TEXTAUSZUG.
◇ ◇ ◇ ◇ ◇

Informationen zum Thema „Ausfallhonorar“ Verbindliche Entscheidung hierüber treffen ausschließlich Zivilgerichte

1. Einhaltung berufsrechtlicher Regelungen

1.1 Grundsatz

Ein sog. Ausfallhonorar für den Fall der Verspätung oder des Ausbleibens des Patienten ist weder in der GOP oder dem EBM vorgesehen. Dennoch können derartige Honorare vereinbart werden. Auch nach der Berufsordnung der OPK ist die Vereinbarung von Ausfallhonoraren grundsätzlich zulässig. Denn Psychotherapeuten führen in der Regel eine reine Bestellpraxis hinsichtlich der Durchführung psychotherapeutischer Behandlungsstunden. Die Behandlungstermine werden mit Patienten im Voraus festgelegt, um den reibungslosen Praxisbetrieb zu gewährleisten und allen Patienten im erforderlichen Umfang zur Verfügung zu stehen Sagt der Patient einen fest vereinbarten Behandlungstermin kurzfristig ab oder bleibt er der Behandlung unentschuldigt fern, ist dies für Psychotherapeuten nicht nur ärgerlich, sondern stört auch den geordneten Praxisablauf. Überdies hat der betroffene Psychotherapeut finanzielle Einbußen, sofern er den Termin nicht anderweitig vergeben kann. Allerdings sind beim Vereinbaren eines Ausfallhonorars neben rechtlichen Vorgaben auch berufsethische Ziele zu achten. Denn nach § 3 Berufsordnung sind Psychotherapeuten grundsätzlich verpflichtet, ihren Beruf gewissenhaft auszuüben und dem ihnen entgegengebrachten Vertrauen zu entsprechen. Bei der Berufsausübung sind die international anerkannten ethischen Prinzipien zu beachten, insbesondere die Autonomie der Patienten zu respektieren, Schaden zu vermeiden, Nutzen zu mehren und Gerechtigkeit anzustreben.

 

1.2 Zeitpunkt der Vereinbarung

Nach § 7 Absatz 1 Berufsordnung bedarf jede psychotherapeutische Behandlung

der Einwilligung und setzt eine Aufklärung voraus. Diese hat vor Beginn der Behandlung zu erfolgen und umfasst die Information über sämtliche Honorarregelungen (7 Abs. 2 S. 2 Berufsordnung). Damit umfasst die Pflicht zur wirtschaftlichen Aufklärung selbstverständlich auch die Vereinbarung eines Ausfallhonorars.

◇ ◇ ◇ ◇ ◇

EXTRAHIERTE ANGABEN.
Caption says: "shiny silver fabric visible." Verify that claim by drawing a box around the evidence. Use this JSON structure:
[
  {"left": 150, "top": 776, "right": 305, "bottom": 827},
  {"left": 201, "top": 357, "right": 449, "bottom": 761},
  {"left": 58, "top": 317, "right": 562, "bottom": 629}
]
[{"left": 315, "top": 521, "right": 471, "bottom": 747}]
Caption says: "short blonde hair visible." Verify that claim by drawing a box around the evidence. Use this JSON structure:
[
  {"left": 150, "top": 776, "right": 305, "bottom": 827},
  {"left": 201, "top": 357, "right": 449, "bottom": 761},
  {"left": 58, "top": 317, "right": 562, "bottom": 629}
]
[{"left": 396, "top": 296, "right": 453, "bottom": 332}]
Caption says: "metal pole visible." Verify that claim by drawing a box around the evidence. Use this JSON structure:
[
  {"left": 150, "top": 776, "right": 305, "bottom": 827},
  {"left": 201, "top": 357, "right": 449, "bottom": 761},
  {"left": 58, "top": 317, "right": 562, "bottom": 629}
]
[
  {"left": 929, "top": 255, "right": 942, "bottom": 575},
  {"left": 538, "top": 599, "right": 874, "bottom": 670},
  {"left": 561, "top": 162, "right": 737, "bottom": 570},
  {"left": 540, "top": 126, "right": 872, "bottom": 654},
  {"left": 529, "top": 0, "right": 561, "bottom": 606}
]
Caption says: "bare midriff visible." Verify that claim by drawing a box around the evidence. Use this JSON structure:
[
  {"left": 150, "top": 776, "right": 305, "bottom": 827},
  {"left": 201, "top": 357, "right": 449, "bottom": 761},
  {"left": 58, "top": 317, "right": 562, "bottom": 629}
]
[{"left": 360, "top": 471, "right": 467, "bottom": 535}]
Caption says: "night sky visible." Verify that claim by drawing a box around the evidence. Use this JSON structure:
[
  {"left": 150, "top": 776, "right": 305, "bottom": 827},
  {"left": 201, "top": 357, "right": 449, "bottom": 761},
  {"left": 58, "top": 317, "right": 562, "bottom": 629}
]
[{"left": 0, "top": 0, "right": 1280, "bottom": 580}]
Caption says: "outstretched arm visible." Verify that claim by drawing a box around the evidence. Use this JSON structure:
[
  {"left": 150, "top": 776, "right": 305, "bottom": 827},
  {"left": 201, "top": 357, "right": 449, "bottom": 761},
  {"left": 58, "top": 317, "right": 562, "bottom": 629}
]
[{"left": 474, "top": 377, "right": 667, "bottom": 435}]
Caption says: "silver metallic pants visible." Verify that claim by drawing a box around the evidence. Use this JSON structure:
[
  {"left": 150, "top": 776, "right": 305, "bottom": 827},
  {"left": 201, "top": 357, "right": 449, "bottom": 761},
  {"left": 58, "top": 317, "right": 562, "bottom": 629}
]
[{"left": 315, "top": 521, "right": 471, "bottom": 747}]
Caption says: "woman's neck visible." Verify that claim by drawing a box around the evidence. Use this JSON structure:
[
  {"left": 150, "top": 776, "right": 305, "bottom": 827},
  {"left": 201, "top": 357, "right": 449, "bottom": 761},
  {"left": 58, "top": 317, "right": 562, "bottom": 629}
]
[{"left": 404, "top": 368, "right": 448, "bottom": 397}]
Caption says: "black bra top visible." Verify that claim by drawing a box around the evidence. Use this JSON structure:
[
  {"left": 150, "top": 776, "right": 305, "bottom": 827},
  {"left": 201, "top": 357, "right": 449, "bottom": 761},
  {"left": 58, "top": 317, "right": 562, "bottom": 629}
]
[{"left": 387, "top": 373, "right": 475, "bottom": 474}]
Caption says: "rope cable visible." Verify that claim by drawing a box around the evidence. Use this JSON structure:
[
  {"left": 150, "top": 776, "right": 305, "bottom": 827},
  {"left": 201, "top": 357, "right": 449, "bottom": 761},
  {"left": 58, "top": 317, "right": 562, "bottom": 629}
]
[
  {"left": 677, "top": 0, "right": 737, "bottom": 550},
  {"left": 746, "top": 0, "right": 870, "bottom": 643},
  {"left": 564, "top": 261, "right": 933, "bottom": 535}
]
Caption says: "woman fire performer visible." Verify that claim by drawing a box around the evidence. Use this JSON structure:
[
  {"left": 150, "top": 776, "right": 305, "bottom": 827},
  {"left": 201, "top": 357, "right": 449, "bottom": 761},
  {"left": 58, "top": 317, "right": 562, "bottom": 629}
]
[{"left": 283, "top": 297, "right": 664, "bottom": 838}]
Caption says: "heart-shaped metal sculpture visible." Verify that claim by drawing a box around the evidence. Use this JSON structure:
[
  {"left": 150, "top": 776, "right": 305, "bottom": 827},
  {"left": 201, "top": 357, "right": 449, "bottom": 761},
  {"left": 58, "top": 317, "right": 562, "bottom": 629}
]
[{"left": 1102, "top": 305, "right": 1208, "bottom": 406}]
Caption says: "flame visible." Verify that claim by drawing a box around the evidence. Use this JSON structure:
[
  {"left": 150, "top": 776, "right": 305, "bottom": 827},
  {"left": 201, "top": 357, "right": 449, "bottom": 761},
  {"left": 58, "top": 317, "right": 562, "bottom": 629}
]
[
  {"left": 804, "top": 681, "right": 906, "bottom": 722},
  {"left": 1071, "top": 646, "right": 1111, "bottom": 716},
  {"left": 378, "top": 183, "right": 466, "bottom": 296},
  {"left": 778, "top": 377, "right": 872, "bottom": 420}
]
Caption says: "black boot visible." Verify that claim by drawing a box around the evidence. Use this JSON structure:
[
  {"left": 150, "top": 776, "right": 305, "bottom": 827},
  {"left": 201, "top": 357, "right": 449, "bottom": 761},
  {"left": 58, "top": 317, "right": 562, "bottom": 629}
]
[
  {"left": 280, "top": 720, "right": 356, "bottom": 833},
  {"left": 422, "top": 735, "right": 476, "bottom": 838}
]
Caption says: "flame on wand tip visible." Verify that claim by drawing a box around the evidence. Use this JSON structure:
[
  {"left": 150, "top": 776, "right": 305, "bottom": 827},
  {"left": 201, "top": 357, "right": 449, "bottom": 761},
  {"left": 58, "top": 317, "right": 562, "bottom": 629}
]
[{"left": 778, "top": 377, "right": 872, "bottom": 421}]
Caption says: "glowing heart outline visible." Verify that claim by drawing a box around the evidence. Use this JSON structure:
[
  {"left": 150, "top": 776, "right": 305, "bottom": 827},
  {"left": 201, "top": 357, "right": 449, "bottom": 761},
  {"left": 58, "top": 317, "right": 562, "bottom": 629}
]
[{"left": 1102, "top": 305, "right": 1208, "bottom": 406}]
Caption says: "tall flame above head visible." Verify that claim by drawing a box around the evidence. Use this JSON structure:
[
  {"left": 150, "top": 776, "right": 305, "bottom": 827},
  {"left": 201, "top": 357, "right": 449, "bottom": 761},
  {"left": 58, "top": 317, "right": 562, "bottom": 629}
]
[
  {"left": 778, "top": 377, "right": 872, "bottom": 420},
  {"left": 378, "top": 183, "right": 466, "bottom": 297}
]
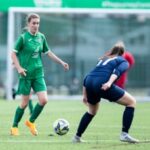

◇ ◇ ◇ ◇ ◇

AUFGABE 1. Nach welchem Paragraphen der Berufsordnung müssen Psychotherapeuten laut dem Text zum Ausfallhonorar ihren Beruf gewissenhaft ausüben?
AUFGABE 2. Ersetze im Text zum Ausfallhonorar „Einwilligung“ durch „Zustimmung“ und gib die Stelle wieder: Beginne bei den Worten „1.2 Zeitpunkt der“, und höre nach „Vereinbarung eines Ausfallhonorars.“ auf.
AUFGABE 3. Wie könnte der Text zum Ausfallhonorar weitergehen? Nimm ihn im Anschluss an seinen letzten Satz wieder auf.
Die Auflistung steht in keinem Zusammenhang mit dem Text zum Ausfallhonorar.

LÖSUNG 1. Nach § 3 Berufsordnung.

LÖSUNG 2.
1.2 Zeitpunkt der Vereinbarung

Nach § 7 Absatz 1 Berufsordnung bedarf jede psychotherapeutische Behandlung

der Zustimmung und setzt eine Aufklärung voraus. Diese hat vor Beginn der Behandlung zu erfolgen und umfasst die Information über sämtliche Honorarregelungen (7 Abs. 2 S. 2 Berufsordnung). Damit umfasst die Pflicht zur wirtschaftlichen Aufklärung selbstverständlich auch die Vereinbarung eines Ausfallhonorars.

LÖSUNG 3.
Dazu heißt es explizit in § 14 Absatz 3 Berufsordnung: „Honorarfragen sind zu Beginn der Leistungserbringung zu klären.“ Dies dient u.a. dazu, Patienten zu ermöglichen, die Zusammenarbeit mit dem Therapeuten unter finanziellen Gesichtspunkten abzuwägen, bevor er sich emotional bereits stark gebunden hat (Dr. Martin Stellpflug und Inge Berns, Musterberufsordnung für psychologische Psychotherapeuten und Kinder- und Jugendlichenpsychotherapeuten, Rdnr. 577, Musterberufsordnung, 3. Auflage 2015).

 

1.3 Höhe des Ausfallhonorars

Die Höhe des beanspruchten Ausfallhonorars ist in der Vereinbarung konkret anzugeben und muss nach § 14 Berufsordnung angemessen sein. Dies bedeutet, dass das Ausfallhonorar grundsätzlich nicht höher sein darf als die Vergütung, die bei Abhaltung der Sitzung angefallen wäre.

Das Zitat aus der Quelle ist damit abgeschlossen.